* [Job] Copy the material from the line with "On this screen, I'm looking for the mug" up to and including the line with "[60,25,91,54]", keeping every line and shifting each bounding-box coordinate by adding 143 to it.
#####
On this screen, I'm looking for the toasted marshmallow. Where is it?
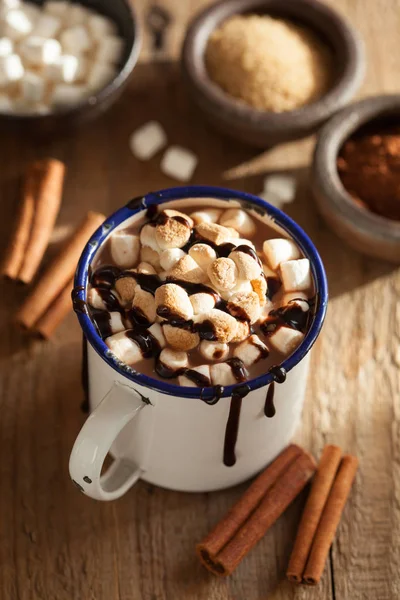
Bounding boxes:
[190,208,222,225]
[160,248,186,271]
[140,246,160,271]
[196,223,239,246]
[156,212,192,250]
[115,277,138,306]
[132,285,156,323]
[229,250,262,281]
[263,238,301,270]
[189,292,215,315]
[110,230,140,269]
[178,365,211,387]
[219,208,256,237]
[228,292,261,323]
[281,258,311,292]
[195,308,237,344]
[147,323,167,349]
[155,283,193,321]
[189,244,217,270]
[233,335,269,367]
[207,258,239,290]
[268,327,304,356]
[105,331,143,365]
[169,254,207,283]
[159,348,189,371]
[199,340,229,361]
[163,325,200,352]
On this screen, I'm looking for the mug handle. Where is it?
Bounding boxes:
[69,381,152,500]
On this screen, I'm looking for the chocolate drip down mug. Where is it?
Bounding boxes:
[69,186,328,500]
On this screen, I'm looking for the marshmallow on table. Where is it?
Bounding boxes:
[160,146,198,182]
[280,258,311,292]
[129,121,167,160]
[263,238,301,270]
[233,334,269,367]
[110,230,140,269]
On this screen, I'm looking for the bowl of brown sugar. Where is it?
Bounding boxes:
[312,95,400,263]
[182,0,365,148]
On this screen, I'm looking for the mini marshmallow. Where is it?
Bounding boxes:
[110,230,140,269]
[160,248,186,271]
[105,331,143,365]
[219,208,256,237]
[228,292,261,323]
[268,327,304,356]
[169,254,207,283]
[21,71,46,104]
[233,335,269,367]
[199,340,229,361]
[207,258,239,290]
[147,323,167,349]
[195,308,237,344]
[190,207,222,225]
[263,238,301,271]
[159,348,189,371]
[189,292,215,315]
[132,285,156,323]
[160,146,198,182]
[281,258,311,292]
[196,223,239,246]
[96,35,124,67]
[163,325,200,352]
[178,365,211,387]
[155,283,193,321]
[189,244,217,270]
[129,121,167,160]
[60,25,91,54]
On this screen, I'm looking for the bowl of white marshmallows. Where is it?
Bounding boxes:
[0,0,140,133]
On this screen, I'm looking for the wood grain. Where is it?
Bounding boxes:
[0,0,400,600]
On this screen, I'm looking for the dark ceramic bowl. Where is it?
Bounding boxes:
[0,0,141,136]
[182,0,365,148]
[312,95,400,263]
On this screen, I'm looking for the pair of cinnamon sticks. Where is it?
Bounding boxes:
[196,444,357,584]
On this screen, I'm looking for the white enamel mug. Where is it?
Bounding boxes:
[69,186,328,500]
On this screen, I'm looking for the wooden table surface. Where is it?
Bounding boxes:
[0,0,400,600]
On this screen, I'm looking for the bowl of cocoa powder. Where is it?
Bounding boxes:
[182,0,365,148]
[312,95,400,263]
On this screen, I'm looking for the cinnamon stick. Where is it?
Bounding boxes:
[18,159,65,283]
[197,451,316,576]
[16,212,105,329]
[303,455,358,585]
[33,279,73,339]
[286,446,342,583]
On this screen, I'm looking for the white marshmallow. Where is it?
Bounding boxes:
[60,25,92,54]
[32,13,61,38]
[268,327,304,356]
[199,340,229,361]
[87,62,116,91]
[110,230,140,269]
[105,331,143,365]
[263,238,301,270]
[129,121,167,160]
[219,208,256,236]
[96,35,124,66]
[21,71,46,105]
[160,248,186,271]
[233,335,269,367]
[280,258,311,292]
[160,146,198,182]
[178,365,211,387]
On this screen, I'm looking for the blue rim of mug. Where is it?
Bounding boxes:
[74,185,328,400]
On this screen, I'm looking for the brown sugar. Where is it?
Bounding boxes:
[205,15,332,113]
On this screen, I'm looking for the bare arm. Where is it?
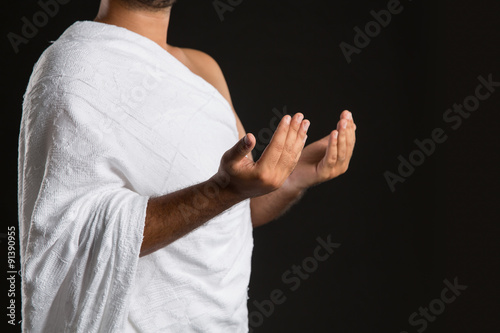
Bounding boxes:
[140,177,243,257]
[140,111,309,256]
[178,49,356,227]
#####
* [Full solution]
On this screen, I'm looking for the mug handle. Where is it?
Bounding boxes:
[212,524,295,643]
On this screen, I'm looking for the chocolate drip down mug. Where is it?
Bounding boxes:
[212,329,471,643]
On this screen, I'm looking for the marshmallow on table. Where is it?
Bounding boxes:
[303,289,341,325]
[423,401,454,435]
[272,264,310,303]
[406,381,444,413]
[376,477,412,510]
[253,373,283,412]
On this screen, I'm looking for the bowl of brown sugar. Where is it?
Bounding boxes:
[455,238,543,406]
[325,143,508,291]
On this screen, I'm looking for the mini marshmallow. Where is it?
Bounding boxes:
[253,373,283,412]
[303,391,329,414]
[248,474,286,508]
[362,351,399,380]
[371,435,404,466]
[411,470,447,499]
[312,397,350,426]
[164,214,189,247]
[376,478,412,510]
[342,483,372,504]
[350,401,382,433]
[290,466,310,492]
[338,451,380,487]
[333,350,365,368]
[406,381,444,414]
[302,491,332,514]
[332,435,358,458]
[275,428,299,466]
[303,289,341,325]
[424,401,454,435]
[339,366,382,389]
[239,178,267,210]
[306,468,343,495]
[321,508,354,530]
[298,426,336,464]
[332,387,360,413]
[272,264,310,303]
[203,168,234,197]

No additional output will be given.